WHAT TO WORK ON:
Transcribe the records below word for word, leaving every picture out.

RECORDS FOR THE TASK:
= Beginning of Section =

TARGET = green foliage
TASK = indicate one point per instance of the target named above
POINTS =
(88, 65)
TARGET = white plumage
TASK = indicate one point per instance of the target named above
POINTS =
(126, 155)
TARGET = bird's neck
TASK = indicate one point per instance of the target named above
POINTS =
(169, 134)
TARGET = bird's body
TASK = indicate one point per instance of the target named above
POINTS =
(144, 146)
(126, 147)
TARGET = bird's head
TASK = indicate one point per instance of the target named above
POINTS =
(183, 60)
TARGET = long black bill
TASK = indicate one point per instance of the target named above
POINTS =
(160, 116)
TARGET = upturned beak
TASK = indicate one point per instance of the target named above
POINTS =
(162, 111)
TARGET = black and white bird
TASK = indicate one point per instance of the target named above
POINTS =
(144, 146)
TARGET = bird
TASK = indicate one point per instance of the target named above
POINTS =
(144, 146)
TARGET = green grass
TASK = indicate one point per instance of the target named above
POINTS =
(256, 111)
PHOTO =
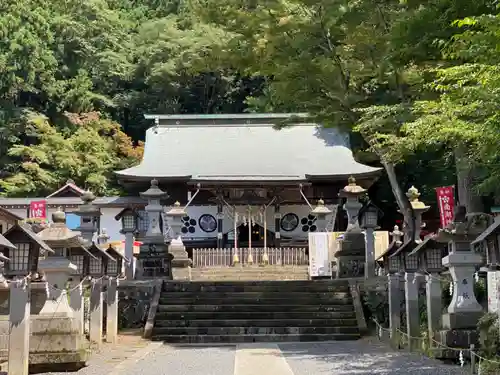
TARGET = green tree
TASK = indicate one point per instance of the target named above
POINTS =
(87, 150)
(356, 65)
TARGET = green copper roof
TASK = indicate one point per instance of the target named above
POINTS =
(244, 148)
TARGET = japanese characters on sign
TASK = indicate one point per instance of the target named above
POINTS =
(446, 202)
(38, 210)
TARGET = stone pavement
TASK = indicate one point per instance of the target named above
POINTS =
(363, 357)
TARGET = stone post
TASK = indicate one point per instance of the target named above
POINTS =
(418, 209)
(180, 263)
(76, 303)
(394, 290)
(352, 246)
(96, 318)
(88, 213)
(412, 311)
(129, 254)
(434, 304)
(464, 311)
(112, 310)
(19, 324)
(370, 253)
(154, 252)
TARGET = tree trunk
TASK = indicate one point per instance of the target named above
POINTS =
(401, 200)
(466, 175)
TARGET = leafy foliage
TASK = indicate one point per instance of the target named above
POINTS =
(119, 58)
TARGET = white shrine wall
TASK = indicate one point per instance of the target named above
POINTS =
(194, 212)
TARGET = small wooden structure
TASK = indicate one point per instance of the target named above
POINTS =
(28, 248)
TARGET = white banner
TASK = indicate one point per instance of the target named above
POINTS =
(319, 259)
(493, 291)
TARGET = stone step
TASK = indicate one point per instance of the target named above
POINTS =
(251, 269)
(269, 277)
(212, 331)
(257, 286)
(254, 301)
(349, 322)
(249, 309)
(255, 295)
(275, 315)
(211, 339)
(264, 300)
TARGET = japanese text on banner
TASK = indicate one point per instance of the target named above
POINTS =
(38, 210)
(446, 202)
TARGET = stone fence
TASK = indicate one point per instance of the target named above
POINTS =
(286, 256)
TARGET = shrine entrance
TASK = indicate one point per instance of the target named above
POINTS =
(253, 235)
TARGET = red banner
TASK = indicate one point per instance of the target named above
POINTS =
(446, 203)
(38, 210)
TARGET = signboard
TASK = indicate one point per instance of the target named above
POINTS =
(446, 202)
(38, 210)
(493, 291)
(319, 255)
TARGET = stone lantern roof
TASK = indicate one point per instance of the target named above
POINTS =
(154, 192)
(321, 209)
(176, 211)
(58, 235)
(88, 208)
(352, 189)
(413, 194)
(4, 242)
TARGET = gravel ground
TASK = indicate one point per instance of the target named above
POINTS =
(104, 361)
(363, 357)
(186, 361)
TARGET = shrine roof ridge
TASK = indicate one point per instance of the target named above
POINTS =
(230, 116)
(203, 147)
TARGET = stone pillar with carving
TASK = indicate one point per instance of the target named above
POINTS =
(181, 264)
(351, 253)
(154, 251)
(464, 311)
(19, 327)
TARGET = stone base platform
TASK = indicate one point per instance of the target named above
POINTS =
(455, 339)
(454, 321)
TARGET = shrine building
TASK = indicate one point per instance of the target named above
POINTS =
(242, 181)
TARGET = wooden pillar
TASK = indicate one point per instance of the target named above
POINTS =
(220, 217)
(277, 224)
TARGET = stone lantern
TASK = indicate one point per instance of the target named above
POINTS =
(128, 218)
(391, 264)
(489, 240)
(369, 222)
(321, 212)
(28, 249)
(115, 268)
(4, 244)
(154, 253)
(89, 216)
(66, 342)
(418, 209)
(351, 253)
(430, 255)
(464, 311)
(180, 260)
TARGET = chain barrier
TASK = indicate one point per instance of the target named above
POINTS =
(476, 360)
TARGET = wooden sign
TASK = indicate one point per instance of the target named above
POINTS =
(319, 255)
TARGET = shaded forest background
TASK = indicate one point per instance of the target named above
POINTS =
(415, 82)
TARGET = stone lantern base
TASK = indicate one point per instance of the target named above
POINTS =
(56, 344)
(56, 341)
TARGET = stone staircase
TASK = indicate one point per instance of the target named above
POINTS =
(255, 311)
(250, 273)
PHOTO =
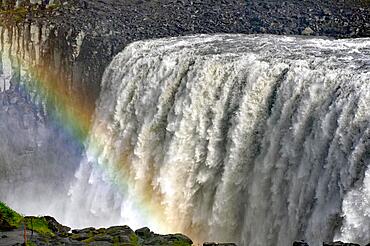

= End of Section =

RESPONSE FOR THIS EXERCISE:
TARGET = green foliage
TASK = indicate one point per instance of the target named above
POINTS =
(88, 65)
TARGET = white plumage
TASK = indicate one point per instance of the target named above
POINTS =
(126, 155)
TARGET = bird's neck
TASK = indicate one point per instance of the target named above
POINTS =
(169, 134)
TARGET = bird's body
TASK = indicate one point per instance of the target named above
POINTS =
(144, 146)
(126, 147)
TARGET = bird's head
TASK = indicate one point per instance of the target named above
POINTS =
(183, 60)
TARGET = long black bill
TASK = indicate one point per instance of the target named above
POINTS =
(160, 116)
TARGET = upturned beak
TASK = indicate one point per instance of the target named above
POINTS =
(162, 111)
TARGET = black and white bird
TASK = indicate one point per instance of the target named above
POINTS =
(144, 146)
TARGET = bird
TASK = indicate one point per instance of the target named above
POINTS =
(144, 146)
TARGET = green grass
TASK = indicate one point per instance of the target named above
POINTS =
(256, 111)
PHOTO =
TARGET = green tree
TASK = indicate one point per instance of the target named above
POINTS =
(87, 150)
(356, 65)
TARGET = green copper roof
TASK = indicate one point per instance of the target named above
POINTS =
(244, 148)
TARGET = japanese characters on sign
TASK = indicate one point per instance of the target named above
POINTS =
(446, 202)
(38, 210)
TARGET = stone pavement
TASK = indicate one point per instance of the target named above
POINTS =
(363, 357)
TARGET = stone post
TASK = indicate one point per instance of the target named above
POINTS =
(418, 209)
(180, 263)
(76, 303)
(394, 290)
(352, 246)
(96, 318)
(88, 213)
(412, 311)
(129, 254)
(434, 304)
(464, 311)
(112, 310)
(19, 324)
(370, 253)
(154, 252)
TARGET = tree trunk
TASK = indicate one point per instance of the target named above
POINTS =
(401, 200)
(466, 175)
TARGET = leafy foliage
TASK = indicate one point per instance of the target named above
POINTS =
(119, 58)
TARGET = white shrine wall
TASK = indicate one point per instance of the target named above
POINTS =
(194, 212)
TARGET = small wooden structure
TASK = indicate one point per instance of the target named above
POINTS =
(28, 248)
TARGET = white banner
TASK = indicate one point per instance of the target named above
POINTS =
(319, 259)
(493, 291)
TARGET = stone step
TASK = indicate one point per instance of the target named above
POINTS =
(251, 269)
(269, 277)
(212, 331)
(257, 286)
(254, 301)
(349, 322)
(249, 309)
(255, 295)
(275, 315)
(211, 339)
(264, 300)
TARGET = japanese text on banner
TASK = indicate one point per instance of the target named above
POINTS =
(38, 210)
(446, 202)
TARGET = stone fence
TASK = indicate one point per instance of the target named above
POINTS =
(286, 256)
TARGET = shrine entrance
TASK = indicate one point per instance of the target named above
POINTS =
(253, 235)
TARGET = red banner
TASK = indicate one point per instance of the target named above
POINTS =
(446, 203)
(38, 210)
TARGET = signboard
TASK = indicate one point per instance of the target named above
POINTS =
(446, 202)
(38, 210)
(493, 291)
(319, 255)
TARGET = stone lantern roof
TASK = indicate one point per instance of the target named above
POINTS =
(154, 192)
(321, 209)
(176, 211)
(58, 235)
(88, 208)
(352, 189)
(413, 194)
(4, 242)
TARGET = gravel ground
TASK = indicate one point per instance of the target named above
POINTS =
(104, 361)
(363, 357)
(186, 361)
TARGET = shrine roof ridge
TASK = indicate one point per instance of the target named above
POINTS =
(230, 116)
(203, 147)
TARGET = stone pillar with carving
TASK = indicate one point per instance of the target named above
POINTS =
(181, 264)
(351, 253)
(154, 251)
(464, 311)
(19, 327)
TARGET = stone base platform
TASK = indicate one point per instance of the target named above
POINTS =
(455, 339)
(454, 321)
TARGET = shrine building
TASK = indicate one point per instance of the target named above
POINTS =
(242, 181)
TARGET = wooden pillar
TASK = indicate one point per instance of the target named above
POINTS =
(220, 217)
(277, 224)
TARGET = stone lantern
TASK = indicate one point per instance of the target named above
POINTS =
(128, 218)
(391, 264)
(489, 240)
(369, 222)
(321, 212)
(28, 249)
(115, 268)
(4, 244)
(154, 253)
(89, 216)
(66, 342)
(418, 209)
(351, 253)
(430, 255)
(464, 311)
(180, 260)
TARGET = chain barrier
TASK = indicate one point per instance of the target named above
POINTS =
(476, 360)
TARGET = wooden sign
TASK = indicate one point per instance of the target named above
POINTS =
(319, 255)
TARGET = shaded forest background
TASK = indicate one point per instance of the target named above
POINTS =
(415, 82)
TARGET = stone lantern base
TASK = indicate one point per instance of the target named above
POINTS =
(56, 344)
(56, 341)
TARGET = stone staircase
TASK = indicate one point per instance of the target named above
POINTS =
(255, 311)
(250, 273)
PHOTO =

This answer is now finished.